_TRECHO FORNECIDO_
******************************

JURID - Juiz usa súmula vinculante. [13/11/09] - Jurisprudência


Juiz usa súmula vinculante aprovada há duas semanas e garante direito de frigorífico recorrer sem pagar multa


PODER JUDICIÁRIO

JUSTIÇA FEDERAL DO TRABALHO

TRIBUNAL REGIONAL DO TRABALHO DA 23ª REGIÃO

FÓRUM TRABALHISTA DESEMBARGADOR JOSÉ SIMIONI

ATA DE AUDIÊNCIA

AUTOS Nº 01321.2009.051.23.00-5

Aos três dias de novembro do ano de 2009, na E. Vara do Trabalho de TANGARÁ DA SERRA - MT, presente o Excelentíssimo Sr. Juiz do Trabalho, PLINIO GEVEZIER PODOLAN, que ao final assina, para a audiência relativa aos autos em epígrafe, entre partes:

IMPETRANTE: MARFRIG FRIGORÍFICOS E COMÉRCIO DE ALIMENTOS S.A.

******************************

_REGISTROS DE DADOS_
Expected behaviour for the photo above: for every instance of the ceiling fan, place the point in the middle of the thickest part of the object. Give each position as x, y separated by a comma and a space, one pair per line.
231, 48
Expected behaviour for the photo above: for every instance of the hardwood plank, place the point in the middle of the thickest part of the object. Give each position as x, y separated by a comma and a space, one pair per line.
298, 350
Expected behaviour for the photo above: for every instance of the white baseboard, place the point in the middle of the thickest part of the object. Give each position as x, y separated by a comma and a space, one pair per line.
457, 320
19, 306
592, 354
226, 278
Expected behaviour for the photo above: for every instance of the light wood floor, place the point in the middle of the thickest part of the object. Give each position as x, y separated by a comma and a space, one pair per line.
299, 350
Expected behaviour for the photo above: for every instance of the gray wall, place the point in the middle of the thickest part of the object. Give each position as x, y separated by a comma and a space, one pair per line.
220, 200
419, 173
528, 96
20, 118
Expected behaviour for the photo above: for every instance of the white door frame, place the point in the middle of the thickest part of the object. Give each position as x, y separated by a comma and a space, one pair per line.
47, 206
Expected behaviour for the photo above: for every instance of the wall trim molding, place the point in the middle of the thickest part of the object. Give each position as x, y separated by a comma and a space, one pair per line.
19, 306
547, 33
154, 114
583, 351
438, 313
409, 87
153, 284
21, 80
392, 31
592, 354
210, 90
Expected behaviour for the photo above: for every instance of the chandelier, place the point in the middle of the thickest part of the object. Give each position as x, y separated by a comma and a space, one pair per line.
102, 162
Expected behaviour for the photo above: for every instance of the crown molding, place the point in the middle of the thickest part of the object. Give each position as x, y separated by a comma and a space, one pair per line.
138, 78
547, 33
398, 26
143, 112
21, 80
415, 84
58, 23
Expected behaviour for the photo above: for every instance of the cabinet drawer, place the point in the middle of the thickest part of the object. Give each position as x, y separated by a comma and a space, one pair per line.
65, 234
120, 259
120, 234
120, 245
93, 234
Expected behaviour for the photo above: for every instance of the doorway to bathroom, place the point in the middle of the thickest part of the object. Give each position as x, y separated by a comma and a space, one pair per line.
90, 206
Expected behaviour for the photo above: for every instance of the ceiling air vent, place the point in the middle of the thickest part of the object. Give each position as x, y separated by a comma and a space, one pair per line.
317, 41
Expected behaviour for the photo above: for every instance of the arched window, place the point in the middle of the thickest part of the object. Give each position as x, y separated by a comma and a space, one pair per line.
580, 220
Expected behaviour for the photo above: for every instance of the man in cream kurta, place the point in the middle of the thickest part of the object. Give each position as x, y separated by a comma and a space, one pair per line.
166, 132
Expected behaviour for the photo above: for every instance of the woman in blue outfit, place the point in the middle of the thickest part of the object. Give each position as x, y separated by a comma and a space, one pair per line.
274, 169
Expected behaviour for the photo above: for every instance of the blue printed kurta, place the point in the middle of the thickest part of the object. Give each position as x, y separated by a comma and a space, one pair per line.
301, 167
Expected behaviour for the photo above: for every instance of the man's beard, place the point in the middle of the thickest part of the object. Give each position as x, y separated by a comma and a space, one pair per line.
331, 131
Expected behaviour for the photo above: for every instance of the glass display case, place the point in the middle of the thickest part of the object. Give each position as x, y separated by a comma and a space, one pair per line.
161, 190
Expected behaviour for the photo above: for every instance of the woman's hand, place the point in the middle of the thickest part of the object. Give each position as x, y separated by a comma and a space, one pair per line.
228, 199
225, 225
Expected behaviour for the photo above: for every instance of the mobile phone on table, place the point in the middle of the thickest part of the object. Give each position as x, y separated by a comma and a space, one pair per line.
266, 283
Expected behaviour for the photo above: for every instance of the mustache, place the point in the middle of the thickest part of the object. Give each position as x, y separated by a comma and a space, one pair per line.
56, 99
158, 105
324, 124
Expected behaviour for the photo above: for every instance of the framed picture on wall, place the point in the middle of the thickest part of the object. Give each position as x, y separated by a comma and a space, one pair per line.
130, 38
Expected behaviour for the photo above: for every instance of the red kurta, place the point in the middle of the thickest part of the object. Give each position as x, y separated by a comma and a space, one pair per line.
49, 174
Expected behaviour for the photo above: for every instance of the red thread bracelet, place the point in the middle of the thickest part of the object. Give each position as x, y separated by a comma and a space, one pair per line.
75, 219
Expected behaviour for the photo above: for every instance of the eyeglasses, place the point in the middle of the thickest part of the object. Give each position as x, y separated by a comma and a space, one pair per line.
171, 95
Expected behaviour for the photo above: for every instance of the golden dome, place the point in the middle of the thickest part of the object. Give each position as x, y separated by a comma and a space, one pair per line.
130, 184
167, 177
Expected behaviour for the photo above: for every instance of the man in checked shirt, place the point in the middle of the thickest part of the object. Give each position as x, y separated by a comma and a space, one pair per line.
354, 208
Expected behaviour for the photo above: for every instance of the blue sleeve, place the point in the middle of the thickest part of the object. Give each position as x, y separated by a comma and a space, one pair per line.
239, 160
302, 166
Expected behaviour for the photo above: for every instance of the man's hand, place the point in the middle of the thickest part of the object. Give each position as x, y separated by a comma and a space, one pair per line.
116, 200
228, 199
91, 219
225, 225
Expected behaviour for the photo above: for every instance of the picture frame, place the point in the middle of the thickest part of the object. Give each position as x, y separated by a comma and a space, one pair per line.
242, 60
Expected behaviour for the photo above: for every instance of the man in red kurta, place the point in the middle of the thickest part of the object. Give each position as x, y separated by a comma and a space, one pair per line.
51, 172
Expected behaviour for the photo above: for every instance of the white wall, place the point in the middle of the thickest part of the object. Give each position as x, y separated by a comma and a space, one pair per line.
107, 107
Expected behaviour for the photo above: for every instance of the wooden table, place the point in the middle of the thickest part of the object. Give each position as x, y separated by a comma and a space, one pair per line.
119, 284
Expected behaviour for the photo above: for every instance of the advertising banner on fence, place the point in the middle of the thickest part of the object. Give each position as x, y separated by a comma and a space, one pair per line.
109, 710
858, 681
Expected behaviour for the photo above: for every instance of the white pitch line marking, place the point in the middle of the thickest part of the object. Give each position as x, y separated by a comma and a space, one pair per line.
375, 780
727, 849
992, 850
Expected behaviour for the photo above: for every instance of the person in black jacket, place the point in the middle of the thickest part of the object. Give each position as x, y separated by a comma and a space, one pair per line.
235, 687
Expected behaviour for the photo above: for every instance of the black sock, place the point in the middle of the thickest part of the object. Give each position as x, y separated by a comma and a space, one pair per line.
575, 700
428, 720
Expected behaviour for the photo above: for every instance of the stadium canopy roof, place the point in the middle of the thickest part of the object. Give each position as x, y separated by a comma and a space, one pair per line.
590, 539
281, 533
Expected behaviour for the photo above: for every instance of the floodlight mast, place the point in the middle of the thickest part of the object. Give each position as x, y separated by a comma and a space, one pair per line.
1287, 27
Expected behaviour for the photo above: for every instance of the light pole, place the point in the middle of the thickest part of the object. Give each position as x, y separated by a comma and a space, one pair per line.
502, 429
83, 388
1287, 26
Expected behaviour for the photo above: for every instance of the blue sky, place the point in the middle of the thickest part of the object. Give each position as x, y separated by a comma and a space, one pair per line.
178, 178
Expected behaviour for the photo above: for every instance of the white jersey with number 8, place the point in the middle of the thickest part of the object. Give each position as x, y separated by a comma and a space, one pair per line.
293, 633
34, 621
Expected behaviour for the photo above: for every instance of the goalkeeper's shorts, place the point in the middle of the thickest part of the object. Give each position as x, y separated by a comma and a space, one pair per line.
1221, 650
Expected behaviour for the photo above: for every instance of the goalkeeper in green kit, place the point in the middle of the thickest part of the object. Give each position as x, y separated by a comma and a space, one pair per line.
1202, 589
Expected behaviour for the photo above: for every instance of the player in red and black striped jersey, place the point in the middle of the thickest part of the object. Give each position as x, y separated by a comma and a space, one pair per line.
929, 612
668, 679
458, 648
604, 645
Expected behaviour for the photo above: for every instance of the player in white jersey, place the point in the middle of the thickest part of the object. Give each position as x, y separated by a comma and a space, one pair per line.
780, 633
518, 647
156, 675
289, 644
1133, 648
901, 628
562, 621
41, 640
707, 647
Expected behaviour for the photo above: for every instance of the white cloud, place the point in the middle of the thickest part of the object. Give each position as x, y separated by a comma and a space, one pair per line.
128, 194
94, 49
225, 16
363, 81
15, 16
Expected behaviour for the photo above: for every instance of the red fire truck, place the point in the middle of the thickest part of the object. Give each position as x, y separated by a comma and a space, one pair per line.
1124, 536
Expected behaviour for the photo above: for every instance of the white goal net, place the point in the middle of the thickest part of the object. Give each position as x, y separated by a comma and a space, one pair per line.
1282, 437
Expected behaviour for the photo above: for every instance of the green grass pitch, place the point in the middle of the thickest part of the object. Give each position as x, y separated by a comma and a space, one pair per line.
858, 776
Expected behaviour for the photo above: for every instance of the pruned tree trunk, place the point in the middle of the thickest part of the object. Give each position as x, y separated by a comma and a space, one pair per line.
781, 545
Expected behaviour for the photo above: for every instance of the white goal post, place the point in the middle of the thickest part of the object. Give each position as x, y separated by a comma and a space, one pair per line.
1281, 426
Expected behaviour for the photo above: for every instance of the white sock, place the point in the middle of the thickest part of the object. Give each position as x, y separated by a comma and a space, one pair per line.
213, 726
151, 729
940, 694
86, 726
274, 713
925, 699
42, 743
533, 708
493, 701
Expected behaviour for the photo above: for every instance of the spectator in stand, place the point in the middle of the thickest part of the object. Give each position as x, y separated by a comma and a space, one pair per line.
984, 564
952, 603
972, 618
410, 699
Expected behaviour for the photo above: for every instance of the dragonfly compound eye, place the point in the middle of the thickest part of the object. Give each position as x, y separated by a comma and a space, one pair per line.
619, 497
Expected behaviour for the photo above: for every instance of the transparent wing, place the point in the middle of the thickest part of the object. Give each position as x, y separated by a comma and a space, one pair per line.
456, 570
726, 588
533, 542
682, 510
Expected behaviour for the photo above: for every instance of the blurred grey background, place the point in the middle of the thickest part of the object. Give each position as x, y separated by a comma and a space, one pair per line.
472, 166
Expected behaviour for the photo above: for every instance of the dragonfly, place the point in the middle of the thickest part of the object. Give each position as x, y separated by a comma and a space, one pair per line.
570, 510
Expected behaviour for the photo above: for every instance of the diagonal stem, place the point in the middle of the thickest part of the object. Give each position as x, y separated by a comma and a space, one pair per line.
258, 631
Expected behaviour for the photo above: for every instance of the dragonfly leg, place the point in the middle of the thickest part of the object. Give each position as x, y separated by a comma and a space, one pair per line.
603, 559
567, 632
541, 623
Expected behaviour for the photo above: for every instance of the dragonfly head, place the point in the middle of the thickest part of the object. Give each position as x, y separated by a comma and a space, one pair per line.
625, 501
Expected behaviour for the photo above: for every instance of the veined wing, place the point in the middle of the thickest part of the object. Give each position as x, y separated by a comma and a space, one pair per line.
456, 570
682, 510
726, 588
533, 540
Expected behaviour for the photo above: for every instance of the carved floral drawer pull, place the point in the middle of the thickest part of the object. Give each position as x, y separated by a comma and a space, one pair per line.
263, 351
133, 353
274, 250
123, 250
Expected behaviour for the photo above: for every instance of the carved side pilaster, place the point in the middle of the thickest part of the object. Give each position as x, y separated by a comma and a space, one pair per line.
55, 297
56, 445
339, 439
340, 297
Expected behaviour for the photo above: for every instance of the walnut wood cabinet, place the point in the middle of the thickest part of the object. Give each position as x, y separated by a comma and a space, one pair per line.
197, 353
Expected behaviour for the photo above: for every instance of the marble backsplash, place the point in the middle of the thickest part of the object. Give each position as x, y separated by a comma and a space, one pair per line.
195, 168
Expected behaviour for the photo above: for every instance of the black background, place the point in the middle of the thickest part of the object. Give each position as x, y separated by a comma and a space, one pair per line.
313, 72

******************************

_REQUISITOS DAS TAREFAS_
1) Reescreva a parte do trecho fornecido que vai de "TRIBUNAL REGIONAL DO" até "DE ALIMENTOS S.A.", trocando "ATA DE AUDIÊNCIA" por "TERMO DE AUDIÊNCIA".
2) Responda às perguntas abaixo com base no trecho fornecido.
(a) Em que dia, mês e ano a audiência foi realizada?
(b) Qual é o número dos autos?
(c) Qual é o nome do fórum trabalhista?

_RESPOSTAS COMPLETAS_
1)
TRIBUNAL REGIONAL DO TRABALHO DA 23ª REGIÃO

FÓRUM TRABALHISTA DESEMBARGADOR JOSÉ SIMIONI

TERMO DE AUDIÊNCIA

AUTOS Nº 01321.2009.051.23.00-5

Aos três dias de novembro do ano de 2009, na E. Vara do Trabalho de TANGARÁ DA SERRA - MT, presente o Excelentíssimo Sr. Juiz do Trabalho, PLINIO GEVEZIER PODOLAN, que ao final assina, para a audiência relativa aos autos em epígrafe, entre partes:

IMPETRANTE: MARFRIG FRIGORÍFICOS E COMÉRCIO DE ALIMENTOS S.A.

2)
(a) No dia três de novembro de 2009.
(b) 01321.2009.051.23.00-5.
(c) Fórum Trabalhista Desembargador José Simioni.